# [Text passage]
────────

Clean surgery speeds McLemore timetable

Rehab of 4-6 weeks seen

in meantime, L. Lopez steps in at second base


March 24, 2004|By Roch Kubatko | Roch Kubatko,SUN STAFF

FORT LAUDERDALE, Fla. - With only a small piece of cartilage needing to be trimmed in his right knee and no complications reported from his surgery, Orioles infielder Mark McLemore could return to the active roster sooner than expected.

McLemore was scheduled to begin his rehab yesterday after having an arthroscopic procedure Monday in Dallas. Dr. Jim Montgomery removed a flap that had folded over, which was causing the pain in McLemore's knee, smoothed the edges and cleaned out the area.

Once projected to miss up to two months, McLemore could return in four to six weeks.

"Some of these [rehabs] take longer, some are quicker," said head trainer Richie Bancells, who spoke yesterday with McLemore and Montgomery.

"From what I understand, it went well. The fact they didn't have to do anything major is good news. The doctor said it was very simple. The knee looked good."

McLemore, 39, suffered the injury during Friday's game against the Los Angeles Dodgers in Fort Lauderdale. He stepped on the corner of first base after a single to center field and tore the medial meniscus in the knee.

────────

# [Supplied records]
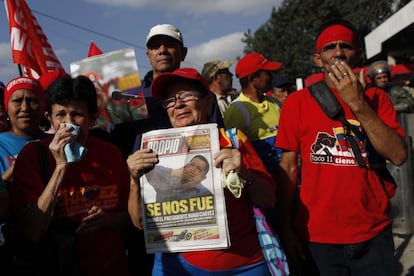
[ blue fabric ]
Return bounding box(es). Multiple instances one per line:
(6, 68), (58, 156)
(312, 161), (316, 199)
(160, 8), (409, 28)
(253, 207), (289, 276)
(252, 136), (282, 172)
(152, 253), (271, 276)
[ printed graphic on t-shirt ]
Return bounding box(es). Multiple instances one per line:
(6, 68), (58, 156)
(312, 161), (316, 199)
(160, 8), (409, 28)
(310, 120), (367, 166)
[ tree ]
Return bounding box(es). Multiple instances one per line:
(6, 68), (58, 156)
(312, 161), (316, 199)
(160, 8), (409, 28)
(243, 0), (410, 78)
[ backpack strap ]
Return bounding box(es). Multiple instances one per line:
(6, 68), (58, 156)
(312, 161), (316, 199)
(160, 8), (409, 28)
(231, 99), (250, 134)
(231, 96), (281, 134)
(309, 81), (366, 168)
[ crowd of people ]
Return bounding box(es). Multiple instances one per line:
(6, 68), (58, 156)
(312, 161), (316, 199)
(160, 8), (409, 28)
(0, 20), (414, 276)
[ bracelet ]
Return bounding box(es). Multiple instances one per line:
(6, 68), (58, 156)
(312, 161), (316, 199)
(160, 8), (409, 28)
(244, 170), (253, 186)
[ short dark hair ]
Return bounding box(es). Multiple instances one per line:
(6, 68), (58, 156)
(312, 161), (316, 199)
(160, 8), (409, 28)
(45, 75), (98, 116)
(191, 154), (210, 174)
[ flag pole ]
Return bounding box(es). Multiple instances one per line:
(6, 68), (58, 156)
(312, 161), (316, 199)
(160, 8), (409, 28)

────────

# [Task]
Transcribe the entire article on Mark McLemore's knee surgery word for word.

# [Result of this exercise]
Clean surgery speeds McLemore timetable

Rehab of 4-6 weeks seen

in meantime, L. Lopez steps in at second base


March 24, 2004|By Roch Kubatko | Roch Kubatko,SUN STAFF

FORT LAUDERDALE, Fla. - With only a small piece of cartilage needing to be trimmed in his right knee and no complications reported from his surgery, Orioles infielder Mark McLemore could return to the active roster sooner than expected.

McLemore was scheduled to begin his rehab yesterday after having an arthroscopic procedure Monday in Dallas. Dr. Jim Montgomery removed a flap that had folded over, which was causing the pain in McLemore's knee, smoothed the edges and cleaned out the area.

Once projected to miss up to two months, McLemore could return in four to six weeks.

"Some of these [rehabs] take longer, some are quicker," said head trainer Richie Bancells, who spoke yesterday with McLemore and Montgomery.

"From what I understand, it went well. The fact they didn't have to do anything major is good news. The doctor said it was very simple. The knee looked good."

McLemore, 39, suffered the injury during Friday's game against the Los Angeles Dodgers in Fort Lauderdale. He stepped on the corner of first base after a single to center field and tore the medial meniscus in the knee.